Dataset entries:
= Beginning of Section =

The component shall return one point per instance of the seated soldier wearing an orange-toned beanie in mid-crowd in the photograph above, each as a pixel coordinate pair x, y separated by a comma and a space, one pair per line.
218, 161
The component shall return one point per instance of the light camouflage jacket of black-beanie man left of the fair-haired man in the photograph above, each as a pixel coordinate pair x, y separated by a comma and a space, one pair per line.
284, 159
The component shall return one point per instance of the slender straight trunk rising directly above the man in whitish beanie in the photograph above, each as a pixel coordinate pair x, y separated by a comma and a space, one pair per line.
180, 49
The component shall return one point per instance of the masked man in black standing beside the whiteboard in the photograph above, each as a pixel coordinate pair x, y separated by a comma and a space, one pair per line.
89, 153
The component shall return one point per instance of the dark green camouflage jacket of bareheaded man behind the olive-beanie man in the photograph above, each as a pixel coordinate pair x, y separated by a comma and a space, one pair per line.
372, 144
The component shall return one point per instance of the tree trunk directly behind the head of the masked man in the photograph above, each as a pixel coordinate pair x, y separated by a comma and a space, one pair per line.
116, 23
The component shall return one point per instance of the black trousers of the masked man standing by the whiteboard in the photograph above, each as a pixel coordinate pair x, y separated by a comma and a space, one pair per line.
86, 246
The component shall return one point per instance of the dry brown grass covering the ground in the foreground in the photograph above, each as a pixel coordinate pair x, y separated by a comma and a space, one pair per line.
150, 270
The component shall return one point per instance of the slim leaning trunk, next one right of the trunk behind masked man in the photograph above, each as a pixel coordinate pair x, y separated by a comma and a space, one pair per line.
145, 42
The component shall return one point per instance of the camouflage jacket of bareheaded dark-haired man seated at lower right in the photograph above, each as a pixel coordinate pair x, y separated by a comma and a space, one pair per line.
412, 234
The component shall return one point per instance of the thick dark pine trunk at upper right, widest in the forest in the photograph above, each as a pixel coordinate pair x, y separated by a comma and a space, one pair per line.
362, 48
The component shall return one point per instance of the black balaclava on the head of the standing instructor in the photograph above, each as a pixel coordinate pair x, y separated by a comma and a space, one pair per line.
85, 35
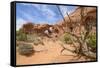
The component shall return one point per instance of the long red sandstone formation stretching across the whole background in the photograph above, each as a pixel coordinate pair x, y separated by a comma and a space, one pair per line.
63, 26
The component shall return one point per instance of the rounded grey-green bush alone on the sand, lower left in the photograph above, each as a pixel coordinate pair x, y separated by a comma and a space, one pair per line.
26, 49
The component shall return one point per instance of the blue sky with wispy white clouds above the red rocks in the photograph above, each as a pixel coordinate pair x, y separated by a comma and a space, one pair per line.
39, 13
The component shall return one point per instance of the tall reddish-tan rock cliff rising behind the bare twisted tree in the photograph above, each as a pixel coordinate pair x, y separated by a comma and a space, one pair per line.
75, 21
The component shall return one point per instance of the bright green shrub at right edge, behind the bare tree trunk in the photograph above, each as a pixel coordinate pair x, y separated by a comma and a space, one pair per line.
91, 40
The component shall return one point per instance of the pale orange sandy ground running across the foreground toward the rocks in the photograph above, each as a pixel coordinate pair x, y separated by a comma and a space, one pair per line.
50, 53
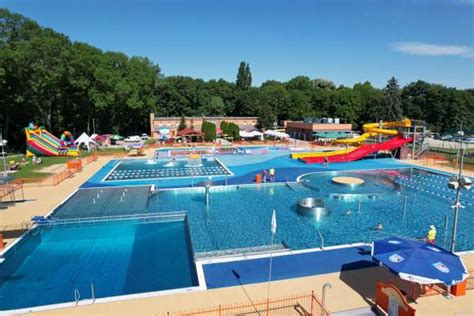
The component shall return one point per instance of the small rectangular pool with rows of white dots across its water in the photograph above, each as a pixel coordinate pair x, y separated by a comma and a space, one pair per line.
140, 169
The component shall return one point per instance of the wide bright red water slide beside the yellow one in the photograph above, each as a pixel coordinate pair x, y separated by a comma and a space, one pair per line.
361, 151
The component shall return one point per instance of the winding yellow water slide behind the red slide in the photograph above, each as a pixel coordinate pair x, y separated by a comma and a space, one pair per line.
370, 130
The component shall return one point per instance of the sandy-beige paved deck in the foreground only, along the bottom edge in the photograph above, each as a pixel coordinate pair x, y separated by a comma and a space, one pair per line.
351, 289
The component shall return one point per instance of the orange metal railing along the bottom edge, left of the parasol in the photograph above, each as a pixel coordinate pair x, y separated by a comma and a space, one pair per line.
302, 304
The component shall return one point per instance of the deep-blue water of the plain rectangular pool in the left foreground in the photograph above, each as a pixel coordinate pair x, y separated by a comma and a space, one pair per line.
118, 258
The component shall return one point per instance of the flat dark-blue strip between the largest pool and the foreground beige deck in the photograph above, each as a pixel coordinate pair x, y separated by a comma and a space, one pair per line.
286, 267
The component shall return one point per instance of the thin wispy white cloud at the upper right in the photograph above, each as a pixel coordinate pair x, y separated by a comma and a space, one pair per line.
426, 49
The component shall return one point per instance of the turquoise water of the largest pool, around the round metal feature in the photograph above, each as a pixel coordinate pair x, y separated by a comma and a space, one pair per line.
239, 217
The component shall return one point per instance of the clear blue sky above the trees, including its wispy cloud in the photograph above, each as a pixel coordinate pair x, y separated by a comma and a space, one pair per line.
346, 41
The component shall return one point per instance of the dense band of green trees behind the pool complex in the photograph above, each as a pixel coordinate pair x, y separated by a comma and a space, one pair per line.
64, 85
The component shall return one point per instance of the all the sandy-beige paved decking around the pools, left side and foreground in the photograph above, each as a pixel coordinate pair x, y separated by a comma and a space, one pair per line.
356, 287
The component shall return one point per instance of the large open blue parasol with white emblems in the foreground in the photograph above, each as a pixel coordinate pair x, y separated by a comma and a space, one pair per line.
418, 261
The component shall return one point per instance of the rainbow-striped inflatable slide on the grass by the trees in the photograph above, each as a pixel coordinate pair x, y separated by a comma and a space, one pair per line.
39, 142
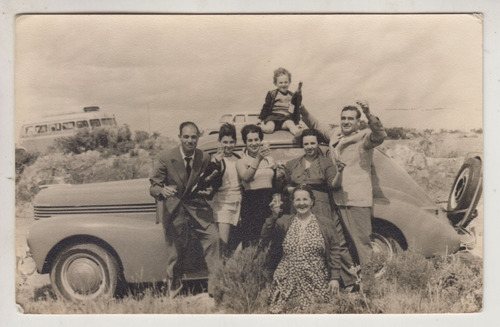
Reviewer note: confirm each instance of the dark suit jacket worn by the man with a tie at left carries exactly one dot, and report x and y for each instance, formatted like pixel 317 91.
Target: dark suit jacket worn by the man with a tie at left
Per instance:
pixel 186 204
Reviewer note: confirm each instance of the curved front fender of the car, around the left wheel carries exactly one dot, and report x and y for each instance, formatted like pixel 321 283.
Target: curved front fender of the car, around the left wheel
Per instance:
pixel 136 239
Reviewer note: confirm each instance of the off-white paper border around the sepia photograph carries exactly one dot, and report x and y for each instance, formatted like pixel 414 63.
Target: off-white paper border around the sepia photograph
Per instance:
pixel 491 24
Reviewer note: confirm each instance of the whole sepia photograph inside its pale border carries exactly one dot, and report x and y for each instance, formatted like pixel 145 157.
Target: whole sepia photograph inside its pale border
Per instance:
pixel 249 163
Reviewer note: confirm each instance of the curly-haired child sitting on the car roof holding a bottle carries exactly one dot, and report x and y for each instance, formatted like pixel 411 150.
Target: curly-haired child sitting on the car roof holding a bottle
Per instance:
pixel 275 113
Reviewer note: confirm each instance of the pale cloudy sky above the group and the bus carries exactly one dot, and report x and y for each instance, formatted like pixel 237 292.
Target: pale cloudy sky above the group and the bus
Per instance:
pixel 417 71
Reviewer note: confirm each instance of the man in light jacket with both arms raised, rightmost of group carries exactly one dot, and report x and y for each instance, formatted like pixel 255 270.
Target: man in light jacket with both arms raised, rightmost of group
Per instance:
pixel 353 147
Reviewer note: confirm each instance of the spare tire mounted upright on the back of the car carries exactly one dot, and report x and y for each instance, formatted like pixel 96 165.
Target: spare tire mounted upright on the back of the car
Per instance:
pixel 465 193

= End of Section =
= Beginning of Section =

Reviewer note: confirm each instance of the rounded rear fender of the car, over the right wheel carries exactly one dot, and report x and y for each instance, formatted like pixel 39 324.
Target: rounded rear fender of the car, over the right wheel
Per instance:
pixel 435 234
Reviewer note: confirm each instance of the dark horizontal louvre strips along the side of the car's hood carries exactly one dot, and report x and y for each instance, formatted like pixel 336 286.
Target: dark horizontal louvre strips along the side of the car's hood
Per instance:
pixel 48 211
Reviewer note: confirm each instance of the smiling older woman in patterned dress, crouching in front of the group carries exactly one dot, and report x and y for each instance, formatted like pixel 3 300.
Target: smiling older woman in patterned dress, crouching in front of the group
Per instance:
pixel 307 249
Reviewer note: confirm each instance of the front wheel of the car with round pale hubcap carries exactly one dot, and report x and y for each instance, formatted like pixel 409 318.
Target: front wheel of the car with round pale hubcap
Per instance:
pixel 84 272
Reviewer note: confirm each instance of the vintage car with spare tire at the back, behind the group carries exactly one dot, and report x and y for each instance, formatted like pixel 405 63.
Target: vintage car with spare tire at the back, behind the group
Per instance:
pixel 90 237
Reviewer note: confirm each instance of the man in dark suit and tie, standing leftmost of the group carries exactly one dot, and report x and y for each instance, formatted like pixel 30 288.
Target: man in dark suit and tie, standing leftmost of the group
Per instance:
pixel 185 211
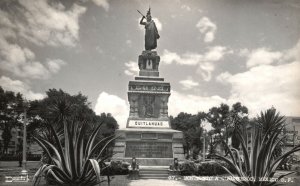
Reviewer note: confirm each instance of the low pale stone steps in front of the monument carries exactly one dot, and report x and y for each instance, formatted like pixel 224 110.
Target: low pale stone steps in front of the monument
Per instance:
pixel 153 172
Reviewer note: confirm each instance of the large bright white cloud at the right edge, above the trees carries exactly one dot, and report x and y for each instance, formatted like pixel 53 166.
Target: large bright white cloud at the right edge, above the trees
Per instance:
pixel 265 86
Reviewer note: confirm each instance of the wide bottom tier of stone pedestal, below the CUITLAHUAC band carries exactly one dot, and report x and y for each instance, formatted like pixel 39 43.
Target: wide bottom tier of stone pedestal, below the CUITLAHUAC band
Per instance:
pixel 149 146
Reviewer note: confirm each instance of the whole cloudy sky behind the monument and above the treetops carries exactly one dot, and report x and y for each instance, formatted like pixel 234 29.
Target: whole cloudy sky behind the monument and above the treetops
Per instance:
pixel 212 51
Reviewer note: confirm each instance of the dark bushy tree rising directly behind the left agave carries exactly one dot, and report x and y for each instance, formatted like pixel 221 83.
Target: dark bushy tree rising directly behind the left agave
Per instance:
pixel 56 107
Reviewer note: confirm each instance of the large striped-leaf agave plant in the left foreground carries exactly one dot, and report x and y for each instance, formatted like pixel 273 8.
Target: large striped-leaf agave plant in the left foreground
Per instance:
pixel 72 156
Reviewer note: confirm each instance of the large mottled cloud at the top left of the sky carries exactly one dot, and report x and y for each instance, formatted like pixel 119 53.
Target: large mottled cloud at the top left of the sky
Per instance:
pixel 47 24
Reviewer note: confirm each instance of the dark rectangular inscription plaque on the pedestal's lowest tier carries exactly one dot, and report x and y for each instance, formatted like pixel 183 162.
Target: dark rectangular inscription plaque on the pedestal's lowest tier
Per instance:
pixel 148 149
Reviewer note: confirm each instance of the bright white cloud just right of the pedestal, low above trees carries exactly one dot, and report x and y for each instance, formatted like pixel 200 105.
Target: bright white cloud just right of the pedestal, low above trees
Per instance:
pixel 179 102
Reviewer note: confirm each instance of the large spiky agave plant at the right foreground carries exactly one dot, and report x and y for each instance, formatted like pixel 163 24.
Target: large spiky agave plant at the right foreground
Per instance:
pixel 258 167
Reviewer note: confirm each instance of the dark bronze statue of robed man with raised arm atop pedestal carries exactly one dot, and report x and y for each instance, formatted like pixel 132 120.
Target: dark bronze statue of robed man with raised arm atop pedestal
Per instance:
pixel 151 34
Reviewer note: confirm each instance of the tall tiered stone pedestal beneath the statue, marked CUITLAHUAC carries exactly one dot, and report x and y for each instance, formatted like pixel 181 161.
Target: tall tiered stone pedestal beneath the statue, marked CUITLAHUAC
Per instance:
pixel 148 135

= End of Section =

▶ _Required action_
Search the data above and return each line in which "lowest" occurs.

▶ _Your solution_
Reviewer note: confirm each instance of the dark rectangular inscription plaque on the pedestal's lowest tier carries exactly one dot, and report x and y for each instance, formatted like pixel 183 162.
Target: dark rectangular inscription plaque on the pedestal's lowest tier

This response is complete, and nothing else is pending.